Excerpt provided —
** BEGIN **

SOUTHAMPTON, ENGLAND - Once the crowds were in the streets in Tehran, one could, if one knew the script, begin the countdown: if today there are mass protests, tomorrow there will be threats of retaliation in the name of "national security." By day three, we see journalists imprisoned and media shut down; day four, bloody reprisals against protesters by secret police; day five, arrests of key opposition figures. Sure enough, right on schedule, each of those steps was set in motion in Iran, within the space of a week.
These same 10 steps occurred in Thailand in 2006 -- in 10 days, and in seven days in Myanmar a year later. The script is so well known by now among the world's would-be dictators that it can take less than a week to lock down a country.
None of this should surprise anyone anymore. We should understand that this time-tested script for establishing or enforcing a dictatorship exists -- but so does a counter-strategy for opening up a closed society. When a would-be dictator -- anywhere, any time, on the right or the left -- wants to close an open society or initiate a crackdown against a democracy movement, he follows 10 classic steps: invoke a threat, create secret prisons, develop a paramilitary force, establish a surveillance apparatus, arbitrarily detain citizens, infiltrate citizen groups, target key individuals, go after journalists, call criticism "treason," and subvert the rule of law.
Once these steps are put in place, it is extremely difficult for a pro-democracy movement to survive -- but not impossible if counter-pressure is applied correctly. History shows again and again -- throughout the modern era and around the world -- that people do indeed have some powerful tools to reestablish an open society if they were willing to use them.
The counter-script for establishing or restoring pro-democratic conditions consists of more mass protest; the appearance and display of resistance symbols; the emergence of enough spokespeople throughout society that all of them cannot be arrested at once; overt civil and covert disobedience, at every level of society, that brings the economy to a halt; withdrawal of support by lawyers and judges for the regime's decisions; international sanctions tied to human rights and clean elections; the refusal -- tricky but not unattainable -- of many soldiers and police to fire at unarmed citizens; and, finally, when the rule of law is reestablished, serious prosecutions of the defeated regime's ringleaders.
When we see footage of nonviolent protesters being brutally beaten by police and militia members, it is painful to deliver the message that, if history is a guide, continued street protest will make the difference between Iran being like Myanmar or, possibly, like Czechoslovakia. Time and again, when mass street protest has been sustained for more than a week or two, a regime -- even one that has begun beating and arresting protesters -- eventually finds it practically and psychologically difficult to sustain its hold.
Street protest, if it can sustain itself for more than that crucial first week, has an effect that is both tactical and emotional; mass protest during the French Revolution made it clear to the courtiers that this rebellion would be too profound to quell in the usual manner; street protests in the American colonies, in the face of arrest or worse, made the colonies ungovernable even before George III waged a costly, unpopular war. In Estonia in the 1980s, the small, illegal protests that surrounded the public singing of the banned national anthem grew, and Estonians were emboldened as their numbers swelled by the thousands daily.

** END **

Data shown —

** BEGIN **

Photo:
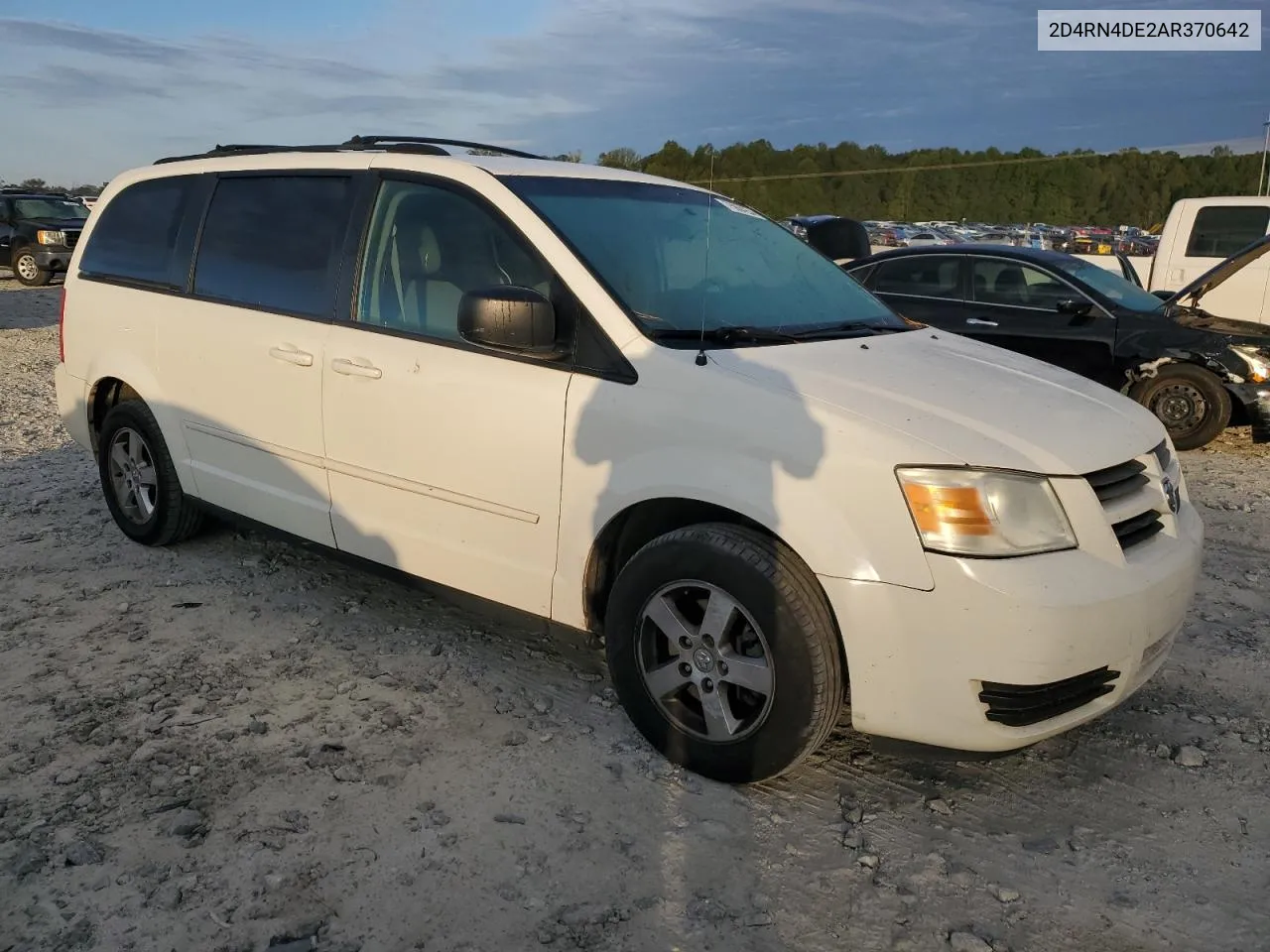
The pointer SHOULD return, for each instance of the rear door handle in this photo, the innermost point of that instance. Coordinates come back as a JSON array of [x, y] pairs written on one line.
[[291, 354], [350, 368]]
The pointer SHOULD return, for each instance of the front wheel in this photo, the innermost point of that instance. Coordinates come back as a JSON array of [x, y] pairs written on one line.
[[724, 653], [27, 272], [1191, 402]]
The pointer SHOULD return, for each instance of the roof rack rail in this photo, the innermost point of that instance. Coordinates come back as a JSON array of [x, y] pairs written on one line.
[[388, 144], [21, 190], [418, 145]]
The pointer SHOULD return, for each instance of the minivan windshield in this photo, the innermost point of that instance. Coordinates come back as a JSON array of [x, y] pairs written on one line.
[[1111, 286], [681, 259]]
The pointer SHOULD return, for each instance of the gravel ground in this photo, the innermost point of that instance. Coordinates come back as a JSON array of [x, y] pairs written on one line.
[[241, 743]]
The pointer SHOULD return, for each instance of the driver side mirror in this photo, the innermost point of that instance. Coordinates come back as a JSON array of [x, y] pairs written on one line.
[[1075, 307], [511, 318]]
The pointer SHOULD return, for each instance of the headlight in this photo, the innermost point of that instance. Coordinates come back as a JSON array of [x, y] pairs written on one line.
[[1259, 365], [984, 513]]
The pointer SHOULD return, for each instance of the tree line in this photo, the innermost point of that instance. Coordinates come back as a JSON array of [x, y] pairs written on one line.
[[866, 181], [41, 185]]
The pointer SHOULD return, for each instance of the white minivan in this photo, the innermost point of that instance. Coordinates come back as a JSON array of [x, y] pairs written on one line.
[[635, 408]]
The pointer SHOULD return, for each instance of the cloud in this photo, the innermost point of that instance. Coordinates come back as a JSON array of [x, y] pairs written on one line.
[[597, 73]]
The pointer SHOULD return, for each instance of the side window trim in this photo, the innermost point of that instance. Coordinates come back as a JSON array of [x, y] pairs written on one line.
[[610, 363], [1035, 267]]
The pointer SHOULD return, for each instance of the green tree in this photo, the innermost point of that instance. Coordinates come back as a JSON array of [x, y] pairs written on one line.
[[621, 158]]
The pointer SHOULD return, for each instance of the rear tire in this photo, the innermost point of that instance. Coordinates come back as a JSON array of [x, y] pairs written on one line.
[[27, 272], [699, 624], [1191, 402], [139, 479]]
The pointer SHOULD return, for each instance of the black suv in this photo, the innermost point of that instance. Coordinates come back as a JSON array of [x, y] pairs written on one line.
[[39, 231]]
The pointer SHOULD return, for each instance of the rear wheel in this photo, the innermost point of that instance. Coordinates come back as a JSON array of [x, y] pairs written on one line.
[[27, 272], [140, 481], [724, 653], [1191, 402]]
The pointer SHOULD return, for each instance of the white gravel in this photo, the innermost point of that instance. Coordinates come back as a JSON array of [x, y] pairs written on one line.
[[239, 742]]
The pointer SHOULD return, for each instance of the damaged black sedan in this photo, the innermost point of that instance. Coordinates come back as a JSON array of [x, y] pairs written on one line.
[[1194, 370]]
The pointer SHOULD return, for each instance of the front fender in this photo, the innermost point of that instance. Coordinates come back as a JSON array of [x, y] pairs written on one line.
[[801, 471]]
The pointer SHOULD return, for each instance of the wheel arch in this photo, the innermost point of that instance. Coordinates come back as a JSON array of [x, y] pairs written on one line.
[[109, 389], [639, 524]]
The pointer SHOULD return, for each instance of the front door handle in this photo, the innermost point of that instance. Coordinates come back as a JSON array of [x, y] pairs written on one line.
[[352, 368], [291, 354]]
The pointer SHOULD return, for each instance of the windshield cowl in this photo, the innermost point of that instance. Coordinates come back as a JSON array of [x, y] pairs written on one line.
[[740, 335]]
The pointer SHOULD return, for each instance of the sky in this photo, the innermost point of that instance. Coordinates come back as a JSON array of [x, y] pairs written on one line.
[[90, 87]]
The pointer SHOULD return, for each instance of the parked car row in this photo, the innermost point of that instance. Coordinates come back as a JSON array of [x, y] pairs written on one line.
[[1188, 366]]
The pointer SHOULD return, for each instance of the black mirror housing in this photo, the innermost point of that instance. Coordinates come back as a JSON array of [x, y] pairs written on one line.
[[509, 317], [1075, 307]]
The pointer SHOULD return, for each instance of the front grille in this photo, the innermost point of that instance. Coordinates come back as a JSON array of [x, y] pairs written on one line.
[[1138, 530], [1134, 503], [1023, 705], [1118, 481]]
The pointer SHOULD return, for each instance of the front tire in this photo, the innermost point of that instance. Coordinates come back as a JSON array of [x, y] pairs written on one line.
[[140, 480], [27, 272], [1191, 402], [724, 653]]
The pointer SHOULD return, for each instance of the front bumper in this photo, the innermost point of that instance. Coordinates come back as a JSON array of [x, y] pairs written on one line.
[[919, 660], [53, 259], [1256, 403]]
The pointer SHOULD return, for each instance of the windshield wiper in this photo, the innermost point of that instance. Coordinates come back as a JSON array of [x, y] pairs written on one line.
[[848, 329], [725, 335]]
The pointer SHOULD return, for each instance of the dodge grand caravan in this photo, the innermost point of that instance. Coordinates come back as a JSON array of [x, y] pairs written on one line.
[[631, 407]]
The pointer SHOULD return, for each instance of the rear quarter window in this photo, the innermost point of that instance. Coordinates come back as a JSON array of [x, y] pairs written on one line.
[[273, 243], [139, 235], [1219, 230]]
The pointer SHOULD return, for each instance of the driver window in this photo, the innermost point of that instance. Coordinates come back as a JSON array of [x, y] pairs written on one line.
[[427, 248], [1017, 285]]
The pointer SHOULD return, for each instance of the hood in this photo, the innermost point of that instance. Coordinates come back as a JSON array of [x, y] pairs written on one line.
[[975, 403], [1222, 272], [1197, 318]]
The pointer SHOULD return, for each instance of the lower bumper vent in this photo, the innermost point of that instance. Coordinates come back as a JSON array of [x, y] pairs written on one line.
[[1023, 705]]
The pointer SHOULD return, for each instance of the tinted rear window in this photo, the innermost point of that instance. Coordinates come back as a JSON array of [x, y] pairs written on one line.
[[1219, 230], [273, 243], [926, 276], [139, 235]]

** END **

List of tasks —
1. In its closing paragraph, which historical cases does the essay on dictatorship cite to show the effect of sustained street protest?
2. Please repeat the part of the listing that opens with its first line and closes with the line containing "[[388, 144], [21, 190], [418, 145]]", with both ends included and the pictures left out.
The essay on dictatorship and the listing have no connection to each other.

Exercise responses —
1.
- Mass protest during the French Revolution
- Street protests in the American colonies
- The small, illegal protests in Estonia in the 1980s surrounding the public singing of the banned national anthem

2.
Photo:
The pointer SHOULD return, for each instance of the rear door handle in this photo, the innermost point of that instance. Coordinates come back as a JSON array of [x, y] pairs written on one line.
[[291, 354], [350, 368]]
The pointer SHOULD return, for each instance of the front wheel in this photo, the innermost point of that instance. Coordinates come back as a JSON array of [x, y] pairs written on one line.
[[724, 653], [27, 272], [1191, 402]]
The pointer SHOULD return, for each instance of the roof rack rail in this photo, the innermost point of that instance. Coordinates come back as a JSON array of [x, y] pairs written on one line.
[[388, 144], [21, 190], [418, 145]]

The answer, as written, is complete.